» SCHRIFTELIJKE OPGAVE 1
Beantwoord de volgende vragen over het documentfragment over Elsschot.
(a) Welk beroep heeft Walter De Ridder volgens de tekst?
(b) Welke bordeaux werd met vrienden in de kelder opengemaakt?
(c) Welk beroep had Piet Collard?

» DOCUMENTFRAGMENT
========================================
Zeer binnenkort volgen er nog interviews van kleinzonen Tsjip Jan Maniewski en van reclameman Walter De Ridder. Ook hun getuigenissen dragen in aanzienlijke mate bij aan een uniek portret van de huisvader Alfons De Ridder. Als dusdanig zijn ze ook moeilijk weg te denken als aanvulling bij een eerbetoon aan het schrijvend genie dat Antwerpenaar Willem Elsschot was.
“ELSSCHOT WAS GEEN LEZER”
Zoon Jan De Ridder.
Wat was vaders geliefkoosde bezigheid?
Zijn geliefde bezigheid was met vrienden een vat bordeaux, Pontet-Canet, openmaken in de kelder. Daar waren altijd kameraden bij zoals zeeloods Piet Collard en de bekende beeldhouwer Suske Claessens, samen met een hoop anderen. Dat was pas een evenement! Al liep het gros van het vat vaak alles behalve in flessen.
========================================
» GEGEVENSOVERZICHT
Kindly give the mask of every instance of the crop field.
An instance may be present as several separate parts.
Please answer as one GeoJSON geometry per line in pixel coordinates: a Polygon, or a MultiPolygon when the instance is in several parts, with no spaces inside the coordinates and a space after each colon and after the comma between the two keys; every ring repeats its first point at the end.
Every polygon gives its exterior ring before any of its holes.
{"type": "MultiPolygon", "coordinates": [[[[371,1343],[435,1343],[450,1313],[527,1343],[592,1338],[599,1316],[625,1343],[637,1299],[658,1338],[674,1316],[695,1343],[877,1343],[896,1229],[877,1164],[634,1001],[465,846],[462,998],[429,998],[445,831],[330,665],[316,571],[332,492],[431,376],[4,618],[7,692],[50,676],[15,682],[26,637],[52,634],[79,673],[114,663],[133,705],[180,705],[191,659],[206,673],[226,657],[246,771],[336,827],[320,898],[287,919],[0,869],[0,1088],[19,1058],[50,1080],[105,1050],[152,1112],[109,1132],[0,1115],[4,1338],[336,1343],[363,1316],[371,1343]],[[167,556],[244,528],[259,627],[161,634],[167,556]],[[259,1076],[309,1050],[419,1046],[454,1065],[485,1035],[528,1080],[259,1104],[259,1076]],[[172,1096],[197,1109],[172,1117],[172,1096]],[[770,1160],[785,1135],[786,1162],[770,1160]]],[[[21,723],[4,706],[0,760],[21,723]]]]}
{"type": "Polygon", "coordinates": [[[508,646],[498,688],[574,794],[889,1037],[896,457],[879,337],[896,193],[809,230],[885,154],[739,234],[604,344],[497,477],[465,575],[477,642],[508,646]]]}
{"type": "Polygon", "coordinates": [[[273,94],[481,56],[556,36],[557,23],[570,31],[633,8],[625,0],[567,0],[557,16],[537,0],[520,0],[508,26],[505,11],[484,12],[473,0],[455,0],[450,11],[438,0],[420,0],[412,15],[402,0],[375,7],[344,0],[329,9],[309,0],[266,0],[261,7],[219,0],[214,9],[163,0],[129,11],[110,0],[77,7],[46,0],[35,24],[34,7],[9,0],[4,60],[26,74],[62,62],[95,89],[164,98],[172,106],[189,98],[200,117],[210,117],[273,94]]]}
========================================
» SCHRIFTELIJKE OPGAVE 2
Wijzig in de entries het gedeelte dat loopt vanaf het begin tot en met de regel met "Every polygon gives": vervang "pixel coordinates" door "image coordinates" en laat de rest ongewijzigd. Geef alleen die regels terug.

» VOLLEDIG ANTWOORD 1
(a) Reclameman.
(b) Pontet-Canet.
(c) Zeeloods.

» VOLLEDIG ANTWOORD 2
Kindly give the mask of every instance of the crop field.
An instance may be present as several separate parts.
Please answer as one GeoJSON geometry per line in image coordinates: a Polygon, or a MultiPolygon when the instance is in several parts, with no spaces inside the coordinates and a space after each colon and after the comma between the two keys; every ring repeats its first point at the end.
Every polygon gives its exterior ring before any of its holes.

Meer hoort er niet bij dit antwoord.